[Start of TASK MATERIAL]

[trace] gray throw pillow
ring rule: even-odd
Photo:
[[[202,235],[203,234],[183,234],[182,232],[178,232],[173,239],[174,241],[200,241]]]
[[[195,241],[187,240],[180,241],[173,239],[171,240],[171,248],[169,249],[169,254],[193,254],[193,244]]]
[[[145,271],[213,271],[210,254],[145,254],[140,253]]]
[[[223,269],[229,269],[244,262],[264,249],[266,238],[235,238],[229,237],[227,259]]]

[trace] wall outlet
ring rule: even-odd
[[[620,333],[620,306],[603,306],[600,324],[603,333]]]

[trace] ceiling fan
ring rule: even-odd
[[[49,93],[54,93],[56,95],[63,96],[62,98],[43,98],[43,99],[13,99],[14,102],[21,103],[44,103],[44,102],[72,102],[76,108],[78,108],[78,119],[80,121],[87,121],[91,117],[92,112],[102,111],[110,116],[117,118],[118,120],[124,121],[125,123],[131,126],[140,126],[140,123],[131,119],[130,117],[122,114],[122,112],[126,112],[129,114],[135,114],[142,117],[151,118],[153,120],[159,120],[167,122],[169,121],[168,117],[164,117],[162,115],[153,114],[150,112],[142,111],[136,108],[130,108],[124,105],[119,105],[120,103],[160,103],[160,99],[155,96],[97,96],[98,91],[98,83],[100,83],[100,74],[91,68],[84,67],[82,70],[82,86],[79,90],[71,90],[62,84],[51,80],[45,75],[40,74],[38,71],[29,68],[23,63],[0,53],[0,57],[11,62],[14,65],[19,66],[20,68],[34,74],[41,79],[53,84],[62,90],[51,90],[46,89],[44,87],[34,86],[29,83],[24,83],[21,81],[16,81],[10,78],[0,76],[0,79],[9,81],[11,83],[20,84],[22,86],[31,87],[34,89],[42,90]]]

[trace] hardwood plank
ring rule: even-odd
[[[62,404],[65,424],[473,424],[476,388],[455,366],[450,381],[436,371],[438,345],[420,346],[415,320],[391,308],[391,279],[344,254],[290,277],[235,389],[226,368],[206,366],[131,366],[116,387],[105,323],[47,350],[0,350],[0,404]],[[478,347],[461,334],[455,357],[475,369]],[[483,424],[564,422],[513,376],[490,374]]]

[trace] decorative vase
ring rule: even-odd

[End of TASK MATERIAL]

▸ REQUEST:
How many lines of the listing above contain the string "trace"? Reply with the number alone.

▸ FULL RESPONSE:
5